Extract every one of the rows below, copying each line unchanged.

········

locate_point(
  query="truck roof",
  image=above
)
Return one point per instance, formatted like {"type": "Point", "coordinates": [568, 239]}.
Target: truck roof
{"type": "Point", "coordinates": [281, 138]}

········

[Result below]
locate_point(
  query="truck roof",
  image=above
)
Return one point per instance, formatted like {"type": "Point", "coordinates": [568, 239]}.
Target: truck roof
{"type": "Point", "coordinates": [281, 138]}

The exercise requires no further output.